-- begin Selected passage --
Posts Tagged ‘stains’

Stains on Wall Next to Powder Room Sink

January 21, 2022
Look closely and you’ll see streaks running down the wall, obviously from liquids that have been splashed out of the sink or while someone reached for the faucet handles. This is a semi-gloss paint, so you’d think it would be more resistant to staining.
Two things concern me. First that whatever substance this is, may come back back to haunt us by bleeding through the new wallpaper. Oil, which can be found in soap, cleaning supplies, and fragrances, for instance, is one culprit.
Second is that, if the walls got this much splatter before the paper goes up, sure hope that the household will take more care once the wallpaper has been installed.

Foliage Update for Guest Bedroom

November 10, 2021
This small floral print was fashionable when it went up, 30+ years ago. But now it’s dated, and also some stains and dirt are showing. Time for an update!
Old paper has been stripped off, the walls have been primed with my favorite Roman Pro 977 Ultra Prime, and ready for wallpaper.
Done! An accent of grasscloth was used on one wall. I love the way the greens match, and everything coordinates with the paneling / wainscoting.
Usually I place the pattern so a prominent design motif sits at the ceiling line. But in a room with wainscoting or chair rail, that horizontal mid point in the wall is more visible. So I plotted to have the bottom of the dark green, most visible flower land just above the top of the chair rail. It looks like it’s growing from the wood! The pattern also just happened to land nicely at the ceiling line, with no major design elements getting cut in half.
The material has woven fabric look to it – but that’s just the printing. It’s actually a very flat paper. It was very thin, and reminded me of papers from decades ago. It hugs the wall very tightly. I liked it a lot.
Exclusive Wallcoverings
The grasscloth accent wall. All four strips were reverse-hung, and hung in the sequence they came off the bolt. Yet you see a color difference (called paneling or shading ) between some strips. This is quite typical of natural products like grasscloth and sisal.
-- end Selected passage --
-- begin Given entries --
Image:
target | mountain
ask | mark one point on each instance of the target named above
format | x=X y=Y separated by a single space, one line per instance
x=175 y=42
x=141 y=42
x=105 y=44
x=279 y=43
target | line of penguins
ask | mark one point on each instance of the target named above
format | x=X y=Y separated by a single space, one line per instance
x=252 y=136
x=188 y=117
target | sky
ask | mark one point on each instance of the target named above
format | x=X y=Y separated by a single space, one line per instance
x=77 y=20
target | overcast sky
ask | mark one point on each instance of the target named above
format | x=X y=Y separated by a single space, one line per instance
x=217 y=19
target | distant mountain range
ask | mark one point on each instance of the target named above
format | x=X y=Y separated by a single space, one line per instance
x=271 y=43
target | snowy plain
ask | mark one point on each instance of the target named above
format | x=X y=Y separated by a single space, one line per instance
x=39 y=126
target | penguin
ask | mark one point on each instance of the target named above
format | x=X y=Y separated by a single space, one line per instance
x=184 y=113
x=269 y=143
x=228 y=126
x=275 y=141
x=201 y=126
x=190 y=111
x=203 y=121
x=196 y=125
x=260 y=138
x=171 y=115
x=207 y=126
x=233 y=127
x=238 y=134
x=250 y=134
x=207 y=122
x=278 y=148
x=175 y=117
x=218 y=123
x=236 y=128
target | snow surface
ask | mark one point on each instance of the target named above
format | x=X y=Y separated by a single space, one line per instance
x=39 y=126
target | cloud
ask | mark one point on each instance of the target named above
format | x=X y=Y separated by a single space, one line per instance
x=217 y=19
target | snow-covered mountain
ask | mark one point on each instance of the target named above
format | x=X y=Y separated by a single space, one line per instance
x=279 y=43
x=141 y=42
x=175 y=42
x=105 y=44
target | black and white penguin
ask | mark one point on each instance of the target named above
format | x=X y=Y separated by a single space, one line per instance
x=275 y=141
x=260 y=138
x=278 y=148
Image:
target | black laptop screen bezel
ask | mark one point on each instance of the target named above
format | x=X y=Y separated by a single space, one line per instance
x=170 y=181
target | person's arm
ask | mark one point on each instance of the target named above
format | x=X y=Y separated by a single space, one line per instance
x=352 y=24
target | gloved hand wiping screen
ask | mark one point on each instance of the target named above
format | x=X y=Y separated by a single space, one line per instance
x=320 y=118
-- end Given entries --
Stated goal — Pick up the blog posts about wallpaper after their final sentence and keep writing in the same style.

Exercise result —
Close up. Bad photo … the color is actually an attractive green. The material is more of a thin balsa wood about 1/2″ wide, rather than traditional grass or reeds. I feared it would be difficult to cut through, but it turned out to work very nicely. But it would not have been good in a room with corners or intricate details to trim around.

The home is in League City, a southern suburb of Houston.

Paste Stains on Wallpaper and Woodwork

November 6, 2021
This wallpaper has been up for nearly 30 years. Over time, ” shadows ” of wallpaper paste have begun to show.
The stains are most common at the seams. During installation, it’s typical for paste to ooze out at the seams, and for the installer to wipe the paste off with a damp sponge or cloth. If he doesn’t get it all, then, over time, the paste can manifest, as you see here. There are also darker blotches to the right of the seam.
Paste caught in the lightly textured surface, and probably spread around by the installer’s wiping.
Seam opening up, probably due to humidity and / or improper wall prep.
Stains showing over a window. I don’t believe the room looked like this when the installation was completed years ago. I believe that time and humidity and other factors caused the paste to darken and show itself on the surface. I also have a hunch that clay-based paste was used. I don’t like that stuff, particularly for this reason.
One sad thing is that this room didn’t have to look like this. Note this section “before.”
Here is the same section “after.” All I did was wipe with clean water and a sponge and the stains came off easily.
Here are stains from paste that was not completely wiped off the woodwork.
Here is the same woodwork after I wiped for just a half a minute with a damp cloth.

I hate that the homeowner lived for 30 years with gradually worsening staining like this. I guess that if someone had gotten industrious, he could have taken a bucket of clean water (refreshed frequently) and a rag, and spent an afternoon washing down the walls and woodwork, and a few spots on the ceiling.

Even better would be if the original installer had ” worked clean ” – meaning, working carefully so as not to get any paste on the surface of the paper in the first place. And being more fastidious in removing any paste that did get onto the wallpaper or woodwork.

Food Stains on Wallpaper

November 3, 2021
his wallpaper is on the backsplash of a kitchen counter. Over 30+ years, you can see splatters that have stained the paper.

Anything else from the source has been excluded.